Data records:
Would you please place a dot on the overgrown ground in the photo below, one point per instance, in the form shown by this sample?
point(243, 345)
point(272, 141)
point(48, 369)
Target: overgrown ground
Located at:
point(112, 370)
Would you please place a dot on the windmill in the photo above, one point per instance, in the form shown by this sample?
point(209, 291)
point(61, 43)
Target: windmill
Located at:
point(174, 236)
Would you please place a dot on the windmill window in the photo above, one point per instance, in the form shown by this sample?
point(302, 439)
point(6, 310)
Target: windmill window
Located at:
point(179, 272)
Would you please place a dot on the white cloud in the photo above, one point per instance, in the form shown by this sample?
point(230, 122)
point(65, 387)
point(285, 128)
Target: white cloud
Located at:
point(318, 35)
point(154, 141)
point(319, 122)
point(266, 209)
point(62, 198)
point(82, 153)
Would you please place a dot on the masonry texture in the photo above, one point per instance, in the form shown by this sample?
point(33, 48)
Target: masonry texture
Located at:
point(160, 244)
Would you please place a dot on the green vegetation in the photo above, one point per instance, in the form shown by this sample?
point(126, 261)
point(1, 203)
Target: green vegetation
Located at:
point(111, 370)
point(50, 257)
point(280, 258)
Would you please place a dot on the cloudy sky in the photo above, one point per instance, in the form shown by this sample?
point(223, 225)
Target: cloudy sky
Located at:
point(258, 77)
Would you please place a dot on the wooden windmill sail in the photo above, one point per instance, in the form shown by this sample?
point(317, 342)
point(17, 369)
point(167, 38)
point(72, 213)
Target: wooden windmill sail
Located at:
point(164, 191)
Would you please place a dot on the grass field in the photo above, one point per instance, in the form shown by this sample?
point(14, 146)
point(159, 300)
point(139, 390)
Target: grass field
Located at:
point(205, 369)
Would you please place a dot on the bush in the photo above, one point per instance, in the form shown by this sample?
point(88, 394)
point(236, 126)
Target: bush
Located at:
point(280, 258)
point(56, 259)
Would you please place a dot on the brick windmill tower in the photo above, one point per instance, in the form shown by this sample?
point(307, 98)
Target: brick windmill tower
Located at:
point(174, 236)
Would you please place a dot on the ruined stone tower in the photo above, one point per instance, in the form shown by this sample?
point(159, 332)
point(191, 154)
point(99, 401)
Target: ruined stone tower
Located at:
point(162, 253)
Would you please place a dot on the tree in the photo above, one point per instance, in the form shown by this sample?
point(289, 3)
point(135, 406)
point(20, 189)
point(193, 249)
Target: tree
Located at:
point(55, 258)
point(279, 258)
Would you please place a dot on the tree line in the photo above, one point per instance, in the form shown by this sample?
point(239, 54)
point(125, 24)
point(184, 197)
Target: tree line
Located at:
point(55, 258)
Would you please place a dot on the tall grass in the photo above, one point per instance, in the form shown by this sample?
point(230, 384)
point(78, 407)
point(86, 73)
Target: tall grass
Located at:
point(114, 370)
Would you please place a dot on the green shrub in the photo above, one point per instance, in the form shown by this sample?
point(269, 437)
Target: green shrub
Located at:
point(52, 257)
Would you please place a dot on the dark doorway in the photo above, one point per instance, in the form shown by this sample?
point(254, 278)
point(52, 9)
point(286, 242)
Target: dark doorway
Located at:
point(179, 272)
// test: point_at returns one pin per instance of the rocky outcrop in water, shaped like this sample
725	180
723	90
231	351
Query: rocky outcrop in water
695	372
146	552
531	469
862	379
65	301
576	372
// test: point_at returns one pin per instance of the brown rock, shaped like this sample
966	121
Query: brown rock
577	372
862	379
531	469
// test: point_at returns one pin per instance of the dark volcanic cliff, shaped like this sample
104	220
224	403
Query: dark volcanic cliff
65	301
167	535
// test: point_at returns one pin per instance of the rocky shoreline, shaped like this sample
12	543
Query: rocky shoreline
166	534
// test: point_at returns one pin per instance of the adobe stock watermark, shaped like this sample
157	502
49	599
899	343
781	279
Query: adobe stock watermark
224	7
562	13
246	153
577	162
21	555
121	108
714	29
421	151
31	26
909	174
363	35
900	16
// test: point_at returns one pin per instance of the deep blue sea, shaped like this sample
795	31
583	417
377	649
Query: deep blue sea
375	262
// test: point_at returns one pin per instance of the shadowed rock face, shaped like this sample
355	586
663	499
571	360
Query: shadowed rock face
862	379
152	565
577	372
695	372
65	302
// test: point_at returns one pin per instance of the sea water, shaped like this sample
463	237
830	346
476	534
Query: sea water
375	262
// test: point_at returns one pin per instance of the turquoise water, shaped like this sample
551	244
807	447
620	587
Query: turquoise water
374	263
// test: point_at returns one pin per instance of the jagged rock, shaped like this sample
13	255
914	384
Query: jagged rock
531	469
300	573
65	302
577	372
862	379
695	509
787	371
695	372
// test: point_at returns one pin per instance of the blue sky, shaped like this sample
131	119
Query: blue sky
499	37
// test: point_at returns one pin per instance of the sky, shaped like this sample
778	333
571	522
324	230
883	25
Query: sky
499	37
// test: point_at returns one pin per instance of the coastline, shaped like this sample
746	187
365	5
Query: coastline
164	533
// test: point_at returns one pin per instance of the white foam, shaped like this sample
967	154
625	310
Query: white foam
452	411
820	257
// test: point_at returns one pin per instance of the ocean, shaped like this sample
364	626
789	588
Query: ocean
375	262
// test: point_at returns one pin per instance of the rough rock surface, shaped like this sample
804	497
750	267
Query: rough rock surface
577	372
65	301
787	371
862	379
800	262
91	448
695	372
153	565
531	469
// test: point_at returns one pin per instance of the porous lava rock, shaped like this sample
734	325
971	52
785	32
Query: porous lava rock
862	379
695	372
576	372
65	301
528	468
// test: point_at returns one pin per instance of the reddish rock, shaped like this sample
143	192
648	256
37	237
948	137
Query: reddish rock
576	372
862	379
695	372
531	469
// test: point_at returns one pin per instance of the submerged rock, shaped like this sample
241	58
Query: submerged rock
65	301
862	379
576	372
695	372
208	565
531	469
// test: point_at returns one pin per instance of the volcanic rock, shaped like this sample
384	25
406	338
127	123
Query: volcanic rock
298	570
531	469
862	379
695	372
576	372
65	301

What the task requires — Present every one of the lines above as a numbered list, omitting any blank lines.

Reply —
1. Would you please place a dot on the overgrown ground in the photo below, one point per instance, in the form shown by this sample?
2. point(243, 345)
3. point(272, 141)
4. point(48, 369)
5. Target: overgrown ground
6. Located at:
7. point(112, 370)
8. Would you please place a dot on the windmill in the photo above, one point per instance, in the form shown by this sample?
9. point(209, 291)
10. point(61, 43)
11. Target: windmill
12. Located at:
13. point(174, 236)
14. Would you please place a dot on the windmill window in the photo above, one point per instance, in the form shown by this sample?
15. point(302, 439)
16. point(6, 310)
17. Target: windmill window
18. Located at:
19. point(179, 272)
20. Would you please place a dot on the white cloud in the photo above, one point per instance, in the form shown by this sample?
21. point(230, 122)
22. point(65, 387)
23. point(285, 128)
24. Target: white cloud
25. Located at:
26. point(318, 35)
27. point(154, 141)
28. point(319, 122)
29. point(266, 209)
30. point(62, 198)
31. point(82, 153)
32. Would you please place a dot on the masonry texture in the photo above, one point per instance, in the form shown by this sample?
33. point(33, 48)
34. Target: masonry texture
35. Located at:
36. point(160, 244)
37. Would you please place a dot on the green vegetation in the photo above, one point per instance, in the form shown by this sample?
38. point(126, 261)
39. point(1, 203)
40. Target: green vegetation
41. Located at:
42. point(111, 370)
43. point(50, 257)
44. point(280, 258)
45. Would you please place a dot on the cloudy sky in the photo above, one point per instance, in the form shown by this sample?
46. point(223, 225)
47. Target: cloudy sky
48. Located at:
49. point(258, 77)
50. Would you please place a dot on the wooden windmill sail in the photo above, one point per instance, in the form shown by this sample?
51. point(317, 342)
52. point(17, 369)
53. point(167, 38)
54. point(72, 213)
55. Target: wooden windmill sail
56. Located at:
57. point(164, 191)
58. Would you please place a dot on the grass field in the photo above, one point per instance, in the form shown by this sample?
59. point(14, 146)
60. point(159, 300)
61. point(139, 390)
62. Target: grass field
63. Located at:
64. point(205, 369)
65. Would you please place a dot on the bush in the photo above, one point per instance, in the form shown by this sample?
66. point(88, 394)
67. point(236, 126)
68. Target: bush
69. Located at:
70. point(280, 258)
71. point(56, 259)
72. Would you please place a dot on the brick windmill tower in the photo above, one point per instance, in the form shown by this sample?
73. point(307, 98)
74. Target: brick windmill tower
75. Located at:
76. point(174, 236)
77. Would you please place a dot on the ruined stone tower in the photo above, one point per instance, in the form shown by this sample?
78. point(159, 332)
79. point(191, 154)
80. point(99, 401)
81. Target: ruined stone tower
82. Located at:
83. point(162, 253)
84. Would you please place a dot on the tree in the photo above, one point per instance, in the form shown by this sample?
85. point(289, 3)
86. point(135, 406)
87. point(20, 189)
88. point(193, 249)
89. Target: tree
90. Located at:
91. point(55, 258)
92. point(279, 258)
93. Would you please place a dot on the tree line in the photo above, one point per instance, in the form shown by this sample?
94. point(239, 54)
95. point(125, 24)
96. point(184, 197)
97. Target: tree line
98. Located at:
99. point(55, 258)
100. Would you please place a dot on the tall grass in the photo above, one point per instance, in the form shown by this sample?
101. point(230, 384)
102. point(78, 407)
103. point(86, 73)
104. Target: tall grass
105. Located at:
106. point(114, 370)
107. Would you please place a dot on the green shrub in the photo above, one point per instance, in the form shown by this sample?
108. point(269, 437)
109. Target: green shrub
110. Located at:
111. point(52, 257)
112. Would you please place a dot on the dark doorway in the photo above, one point per instance, in the form shown by this sample?
113. point(254, 278)
114. point(52, 9)
115. point(286, 242)
116. Target: dark doorway
117. Located at:
118. point(179, 272)
119. // test: point_at returns one pin per instance of the rocky outcrop in water, shaped like this sample
120. 725	180
121. 723	90
122. 231	351
123. Query: rocky outcrop in water
124. 695	372
125. 146	552
126. 531	469
127. 862	379
128. 65	301
129. 576	372
130. // test: point_at returns one pin per instance of the brown rock, shaped like this sample
131. 966	121
132. Query: brown rock
133. 577	372
134. 862	379
135. 531	469
136. // test: point_at returns one pin per instance of the dark volcanic cliff, shaped like this sample
137. 104	220
138. 224	403
139. Query: dark volcanic cliff
140. 65	301
141. 167	535
142. // test: point_at returns one pin per instance of the rocky shoreline, shaped like this sample
143. 12	543
144. Query: rocky shoreline
145. 166	534
146. // test: point_at returns one pin per instance of the adobe stock watermark, shaped like this sample
147. 157	502
148. 49	599
149. 899	343
150. 781	279
151. Query: adobe stock watermark
152. 224	7
153. 562	13
154. 246	153
155. 577	162
156. 21	555
157. 121	108
158. 714	29
159. 421	151
160. 31	26
161. 909	174
162. 363	35
163. 900	16
164. // test: point_at returns one pin per instance of the deep blue sea, shaped like this sample
165. 795	31
166. 583	417
167. 377	649
168. Query: deep blue sea
169. 375	262
170. // test: point_at returns one pin per instance of the shadowed rock face, shaped like this sample
171. 355	586
172. 663	499
173. 571	360
174. Query: shadowed rock face
175. 862	379
176. 152	565
177. 577	372
178. 695	372
179. 65	302
180. // test: point_at returns one pin per instance of the sea water, shaped like this sample
181. 463	237
182. 830	346
183. 476	534
184. Query: sea water
185. 375	262
186. // test: point_at returns one pin per instance of the turquoise water, shaped like this sample
187. 551	244
188. 807	447
189. 620	587
190. Query: turquoise water
191. 374	263
192. // test: point_at returns one pin per instance of the jagged rock, shaped like this sample
193. 13	255
194. 914	384
195. Query: jagged rock
196. 531	469
197. 300	573
198. 65	302
199. 577	372
200. 862	379
201. 695	509
202. 787	371
203. 695	372
204. // test: point_at returns one pin per instance of the blue sky, shaped like this sample
205. 131	119
206. Query: blue sky
207. 499	37
208. // test: point_at returns one pin per instance of the sky, shaped like this sample
209. 778	333
210. 571	522
211. 324	230
212. 883	25
213. Query: sky
214. 499	37
215. // test: point_at returns one pin per instance of the coastline, shaped like this sample
216. 746	187
217. 365	5
218. Query: coastline
219. 164	533
220. // test: point_at returns one pin per instance of the white foam, shaped like this sample
221. 967	154
222. 625	310
223. Query: white foam
224. 452	411
225. 820	257
226. // test: point_at returns one pin per instance of the ocean, shaped like this sample
227. 364	626
228. 789	588
229. Query: ocean
230. 375	262
231. // test: point_at returns one pin per instance of the rough rock surface, shaped like this sample
232. 804	497
233. 750	267
234. Query: rough rock surface
235. 577	372
236. 65	301
237. 787	371
238. 862	379
239. 800	262
240. 91	448
241. 695	372
242. 153	565
243. 531	469
244. // test: point_at returns one pin per instance of the porous lava rock, shaped like this sample
245. 734	325
246. 971	52
247. 785	32
248. Query: porous lava rock
249. 862	379
250. 695	372
251. 576	372
252. 65	301
253. 528	468
254. // test: point_at returns one pin per instance of the reddish rock, shaped like this sample
255. 143	192
256. 648	256
257. 37	237
258. 948	137
259. Query: reddish rock
260. 576	372
261. 862	379
262. 695	372
263. 531	469
264. // test: point_at returns one pin per instance of the submerged rock, shaped like this sample
265. 241	58
266. Query: submerged rock
267. 65	301
268. 862	379
269. 576	372
270. 695	372
271. 208	565
272. 531	469
273. // test: point_at returns one pin per instance of the volcanic rock, shaped like this sample
274. 384	25
275. 406	338
276. 127	123
277. Query: volcanic rock
278. 298	570
279. 531	469
280. 862	379
281. 695	372
282. 576	372
283. 65	301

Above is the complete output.